[Tarea]: Prolonga el texto sobre el pasado y el oficio de historiador a partir de su última oración.

Sin embargo, si hay una cosa que no es estática es el pasado. La gran historiadora canadiense Margaret MacMillan lo explicaba con un viejo chiste de los tiempos soviéticos: “No hay cosa que cambie tanto como el pasado”. Hacía referencia a la costumbre de que, cuando ciertos protagonistas de este caían en desgracia, sus nombres desaparecían de fotos, de artículos e incluso de sesudos ensayos en la Enciclopedia Soviética. Luego, algunos volvieron a reaparecer como si no hubiera pasado nada. 

Reconozco que, en tales condiciones, la tarea del historiador se hacía un poco más complicada de lo que es en realidad. 

Ahora las circunstancias son diferentes. Mucho de lo que se escribe sobre el pasado fluye de alguna manera hacia un repositorio, una biblioteca. Incluso se digitaliza y perenniza. Por lo menos mientras existan los instrumentos técnicos que permitan leer tales versiones. 

Sin embargo, la profesión de historiador, academizada a lo largo de los decenios positivistas y racionalistas del XIX cuando la historia aspiró a tener consistencia científica, se ha devaluado. Hoy, cualquier hijo de vecino con acceso a un ordenador se cree en el derecho de opinar y de difundir sus conocimientos, sea cual sea su procedencia, en el amplio mundo digital. Las redes han democratizado hasta límites insospechados la capacidad de intervenir en un debate con opiniones que otrora no hubieran salido del entorno de una tertulia de café.

Es vano quejarse de ello. Los avances tecnológicos son irreversibles e imparables. Continuarán y se acentuarán. Solo el cielo es el límite. Además, la acumulación y democratización del conocimiento no es de por sí algo negativo. Antes al contrario. Es -y en mi modesta opinión debe ser- una pieza fundamental de cualquier concepción acerca de los avances deseables en un sistema democrático. La educación para todos fue siempre una aspiración de los pensadores más razonables del pasado (aunque hubo excepciones). Es una conquista de la civilización a defender por todos los medios.

(Entradas de anotación de regiones)
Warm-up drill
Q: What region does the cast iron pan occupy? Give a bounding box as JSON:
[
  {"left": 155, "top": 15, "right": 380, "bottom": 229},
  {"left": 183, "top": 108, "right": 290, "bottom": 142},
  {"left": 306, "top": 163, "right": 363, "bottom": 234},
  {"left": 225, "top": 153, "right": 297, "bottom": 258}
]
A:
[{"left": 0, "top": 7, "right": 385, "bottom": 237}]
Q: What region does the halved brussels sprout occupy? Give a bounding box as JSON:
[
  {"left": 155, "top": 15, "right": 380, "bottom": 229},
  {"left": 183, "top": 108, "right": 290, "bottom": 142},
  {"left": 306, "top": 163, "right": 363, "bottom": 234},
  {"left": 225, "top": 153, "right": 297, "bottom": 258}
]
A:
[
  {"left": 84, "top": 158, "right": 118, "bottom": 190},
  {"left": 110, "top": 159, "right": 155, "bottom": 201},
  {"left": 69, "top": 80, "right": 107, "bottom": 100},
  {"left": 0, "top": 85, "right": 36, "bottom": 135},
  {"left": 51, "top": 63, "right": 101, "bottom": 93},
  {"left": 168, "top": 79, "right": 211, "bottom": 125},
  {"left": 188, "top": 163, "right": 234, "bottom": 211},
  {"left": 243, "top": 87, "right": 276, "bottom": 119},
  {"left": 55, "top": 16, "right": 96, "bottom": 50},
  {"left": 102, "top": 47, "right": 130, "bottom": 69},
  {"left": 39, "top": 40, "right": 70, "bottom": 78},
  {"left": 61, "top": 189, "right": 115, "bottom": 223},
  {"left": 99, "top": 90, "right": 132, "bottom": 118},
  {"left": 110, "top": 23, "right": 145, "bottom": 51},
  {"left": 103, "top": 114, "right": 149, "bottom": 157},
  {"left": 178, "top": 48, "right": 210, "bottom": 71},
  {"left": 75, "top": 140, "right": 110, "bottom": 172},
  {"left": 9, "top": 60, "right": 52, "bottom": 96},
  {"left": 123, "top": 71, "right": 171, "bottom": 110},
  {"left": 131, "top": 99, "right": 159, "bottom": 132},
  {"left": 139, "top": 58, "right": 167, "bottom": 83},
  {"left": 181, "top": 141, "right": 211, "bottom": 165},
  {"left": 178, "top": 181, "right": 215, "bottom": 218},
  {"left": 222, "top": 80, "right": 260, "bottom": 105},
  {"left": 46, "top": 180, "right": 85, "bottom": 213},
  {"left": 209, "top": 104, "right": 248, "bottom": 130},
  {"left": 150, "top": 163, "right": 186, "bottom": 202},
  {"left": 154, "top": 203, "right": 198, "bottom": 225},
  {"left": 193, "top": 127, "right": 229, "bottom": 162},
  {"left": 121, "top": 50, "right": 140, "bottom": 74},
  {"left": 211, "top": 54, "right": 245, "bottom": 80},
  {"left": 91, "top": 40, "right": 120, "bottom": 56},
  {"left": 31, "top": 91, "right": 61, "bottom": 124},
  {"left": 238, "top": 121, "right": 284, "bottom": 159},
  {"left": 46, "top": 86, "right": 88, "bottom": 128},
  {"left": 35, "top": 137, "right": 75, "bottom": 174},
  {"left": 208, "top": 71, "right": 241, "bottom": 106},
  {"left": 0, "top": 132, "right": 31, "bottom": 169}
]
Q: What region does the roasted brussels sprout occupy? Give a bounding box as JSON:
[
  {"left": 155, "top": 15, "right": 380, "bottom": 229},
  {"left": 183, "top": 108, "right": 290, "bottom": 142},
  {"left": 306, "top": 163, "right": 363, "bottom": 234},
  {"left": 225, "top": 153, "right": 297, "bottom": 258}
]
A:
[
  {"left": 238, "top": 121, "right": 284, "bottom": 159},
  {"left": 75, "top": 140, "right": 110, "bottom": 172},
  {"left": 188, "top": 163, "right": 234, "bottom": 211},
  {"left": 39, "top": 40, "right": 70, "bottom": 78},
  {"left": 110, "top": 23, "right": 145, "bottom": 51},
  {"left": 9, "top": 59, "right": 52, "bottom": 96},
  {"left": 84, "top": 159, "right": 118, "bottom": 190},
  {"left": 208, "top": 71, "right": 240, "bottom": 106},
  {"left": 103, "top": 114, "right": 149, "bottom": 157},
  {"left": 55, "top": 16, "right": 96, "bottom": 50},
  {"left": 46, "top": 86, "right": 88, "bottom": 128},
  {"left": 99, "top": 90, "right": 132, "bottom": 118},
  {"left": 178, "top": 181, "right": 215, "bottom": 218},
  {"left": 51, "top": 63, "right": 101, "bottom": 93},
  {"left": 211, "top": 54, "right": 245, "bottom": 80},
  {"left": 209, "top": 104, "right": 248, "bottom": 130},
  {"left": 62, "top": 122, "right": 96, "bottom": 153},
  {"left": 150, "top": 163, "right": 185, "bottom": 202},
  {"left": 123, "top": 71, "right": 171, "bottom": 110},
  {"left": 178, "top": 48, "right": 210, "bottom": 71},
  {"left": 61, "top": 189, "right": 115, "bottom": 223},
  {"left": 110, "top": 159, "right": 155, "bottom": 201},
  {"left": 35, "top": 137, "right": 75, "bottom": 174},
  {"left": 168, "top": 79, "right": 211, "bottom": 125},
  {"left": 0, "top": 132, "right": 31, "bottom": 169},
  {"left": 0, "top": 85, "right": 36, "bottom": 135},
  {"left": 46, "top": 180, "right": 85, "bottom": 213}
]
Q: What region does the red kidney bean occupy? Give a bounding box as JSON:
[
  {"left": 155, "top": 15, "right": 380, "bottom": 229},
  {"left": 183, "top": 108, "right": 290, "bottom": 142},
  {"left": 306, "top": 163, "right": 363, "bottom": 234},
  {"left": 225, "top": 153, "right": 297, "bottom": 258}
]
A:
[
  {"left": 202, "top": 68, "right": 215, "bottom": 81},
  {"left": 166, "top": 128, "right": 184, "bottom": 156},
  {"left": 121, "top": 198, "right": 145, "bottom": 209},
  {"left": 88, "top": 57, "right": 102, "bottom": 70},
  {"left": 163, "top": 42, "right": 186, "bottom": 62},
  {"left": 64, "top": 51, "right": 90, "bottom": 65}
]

[Ejercicio resuelto]:
Con todo, parece evidente que esa difusión del conocimiento, pero también de lo que servidor se permitiría denominar “anticonocimiento”, no está exenta de riesgos o, por lo menos, de trampantojos. No todas las opiniones valen. A algunas se llega mediante procesos exigentes de investigación, reflexión y contrastación inter pares. Otras se lanzan alegremente a la red basándose en suposiciones, cuentos chinos (con perdón) o meras ganas de provocar. Las redes son también un instrumento de manipulación. 

Este es el caso de uno de los países más tecnológicamente avanzados del mundo, Estados Unidos. Como es obvio, ha sufrido durante años. Tal vez sufra algunos más en el próximo futuro. Hemos visto las consecuencias de la manipulación de las redes desde la mismísima Casa Blanca. También desde un partido político otrora responsable. En todo caso, potenciados por una caterva de opinadores sin freno sobre todo lo divino y humano. Un expresidente consiguió la proeza de diseñar, mantener y propagar una realidad paralela, basada en no hechos, rebautizados como “hechos alternativos”. ¡Un hallazgo!

Servidor no tiene ni la varita mágica ni la bola de cristal necesarias para enseñar cómo abordar tales “hechos alternativos”. Sesudos tecnólogos, politólogos, sociólogos, periodistas, teóricos del conocimiento, etc. están en la tarea. 

Mi experiencia es mucho más prosaica. El pasado ha quedado reflejado de diversas maneras en huellas materiales (documentos, monumentos, campos de batalla, fosas, residuos de campos de concentración y de exterminio). Si estas huellas pueden afrontar las inclemencias del tiempo y los efectos del cambio climático no todo está perdido. 

A la “ciencia” de los hechos alternativos hay que oponer las ciencias de la realidad, tanto de cara al presente como de cara al pasado. Ciertamente, hoy no estamos como en los tiempos de Gibbon. Él se basó en historiadores romanos, estableció un método y una forma de crítica. Se trata de un clásico porque, aunque sus contenidos han quedado ampliamente superados, su enfoque respondía a un tipo de racionalidad que no se ha agotado. 

Hoy incluso se habla de historia en casos en los que en el pasado no se hubiera utilizado. Historia de la tierra. Historia del tiempo. Historia del clima. Son, en mi modesta opinión, extrapolaciones sin base real.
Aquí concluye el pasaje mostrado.